» Work order 1
Repeat word for word the part of the aquaponics article starting at "Aquaponics, a system" and ending at "for the environment.".
» Work order 2
Answer these questions from the aquaponics article:
(a) Which university awarded Weisstein her Ph.D.?
(b) What expertise do Weisstein and Meyer contribute to the projects?
(c) Compared to traditional farming, what does aquaponics use less of?
» Work order 3
Using the aquaponics article, state whether each statement agrees with it. Answer yes or no, and quote the deciding words.
(a) Meyer earned his Ph.D. from Texas A&M University.
(b) Aquaponics can be used only during part of the year.
(c) The research aims to promote the economic growth of aquaponic food production.

» Extract
-------

Marketing Professors Study Customer Perceptions of Local, Sustainably Farmed Fish
With oceans, rivers, and lakes rapidly being depleted of fish as a result of over fishing, and consumers’ preference for fresh source-to-table fish and concern for climate and natural resources, is there a way to solve this problem and bring joy to the palate? Associate Professors of Marketing, Jeff Meyer and Fei Weisstein along with other researchers at BGSU say – Aquaponics.
Aquaponics, a system that uses fish and prawns to help grow plants, shows promise for producing food locally and sustainably. Compared to traditional farming, aquaponics uses fewer chemicals, less water, less energy, and can be used year-round. Thus, aquaponics has the potential to benefit farmers, consumers, and the environment. But for this to work, people have to be willing to buy food grown in this new way. Several factors affect what people buy, such as taste, price, availability, health concerns, and concern for the environment.
Drs. Weisstein and Meyer, along with faculty members from the departments of Public and Allied Health and Biological Sciences are collaborating on aquaponics research projects funded by grants from the U.S. Department of Commerce NOAA Sea Grant Program and U.S. Department of Agriculture CIG Federal Grant Program. The objective of the research is to promote the economic growth of aquaponic food production. Drs. Weisstein and Meyer contribute marketing and business development expertise to the projects. Weisstein holds a Ph.D. in marketing from the University of Illinois at Urbana-Champaign. Her research focuses on pricing and marketing strategy, sustainable and social marketing, and digital and social media marketing. Meyer earned his Ph.D. in marketing from Texas A&M University. His research interests include services marketing, pricing, technology, and sustainability.

-------

» Entries supplied
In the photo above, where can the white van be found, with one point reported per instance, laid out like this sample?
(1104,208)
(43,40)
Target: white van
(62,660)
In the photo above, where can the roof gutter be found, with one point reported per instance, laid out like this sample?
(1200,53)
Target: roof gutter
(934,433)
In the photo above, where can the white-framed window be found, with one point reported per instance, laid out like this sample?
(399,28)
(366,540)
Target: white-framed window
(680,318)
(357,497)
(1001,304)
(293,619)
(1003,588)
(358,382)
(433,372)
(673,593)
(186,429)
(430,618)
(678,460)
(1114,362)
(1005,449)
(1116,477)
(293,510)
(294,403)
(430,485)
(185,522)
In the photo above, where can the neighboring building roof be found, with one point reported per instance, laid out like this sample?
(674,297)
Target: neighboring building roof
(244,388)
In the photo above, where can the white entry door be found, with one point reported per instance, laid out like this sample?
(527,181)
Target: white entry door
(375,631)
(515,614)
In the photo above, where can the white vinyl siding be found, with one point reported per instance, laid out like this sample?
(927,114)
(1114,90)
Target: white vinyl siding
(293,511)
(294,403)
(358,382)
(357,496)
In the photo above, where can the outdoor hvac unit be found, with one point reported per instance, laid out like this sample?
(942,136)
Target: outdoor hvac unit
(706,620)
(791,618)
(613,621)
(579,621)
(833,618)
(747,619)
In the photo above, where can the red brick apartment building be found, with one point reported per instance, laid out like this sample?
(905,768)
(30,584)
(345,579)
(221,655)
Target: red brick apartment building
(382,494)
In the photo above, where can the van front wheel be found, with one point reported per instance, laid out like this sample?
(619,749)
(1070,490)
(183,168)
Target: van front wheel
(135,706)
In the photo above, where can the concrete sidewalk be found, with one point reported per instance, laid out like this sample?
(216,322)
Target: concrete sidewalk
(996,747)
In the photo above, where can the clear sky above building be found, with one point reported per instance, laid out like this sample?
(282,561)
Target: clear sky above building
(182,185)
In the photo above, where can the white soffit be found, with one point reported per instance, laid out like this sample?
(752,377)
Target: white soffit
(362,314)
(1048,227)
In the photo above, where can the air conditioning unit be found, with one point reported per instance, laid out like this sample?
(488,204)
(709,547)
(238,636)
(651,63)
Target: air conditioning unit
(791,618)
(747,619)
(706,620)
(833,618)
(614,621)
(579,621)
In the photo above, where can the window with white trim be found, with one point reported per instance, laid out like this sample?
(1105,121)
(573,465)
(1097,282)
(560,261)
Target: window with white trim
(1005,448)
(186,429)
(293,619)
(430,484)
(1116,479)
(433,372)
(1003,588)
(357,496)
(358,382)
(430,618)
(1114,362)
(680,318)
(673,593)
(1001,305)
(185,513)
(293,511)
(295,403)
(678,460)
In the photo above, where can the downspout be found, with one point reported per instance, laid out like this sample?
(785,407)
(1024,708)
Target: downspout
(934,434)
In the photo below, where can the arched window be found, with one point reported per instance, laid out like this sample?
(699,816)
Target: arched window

-------

» Your solution 1
Aquaponics, a system that uses fish and prawns to help grow plants, shows promise for producing food locally and sustainably. Compared to traditional farming, aquaponics uses fewer chemicals, less water, less energy, and can be used year-round. Thus, aquaponics has the potential to benefit farmers, consumers, and the environment. But for this to work, people have to be willing to buy food grown in this new way. Several factors affect what people buy, such as taste, price, availability, health concerns, and concern for the environment.

» Your solution 2
(a) The University of Illinois at Urbana-Champaign.
(b) Marketing and business development expertise.
(c) Chemicals, water, and energy.

» Your solution 3
(a) Yes: "Meyer earned his Ph.D. in marketing from Texas A&M University."
(b) No: "can be used year-round"
(c) Yes: "The objective of the research is to promote the economic growth of aquaponic food production."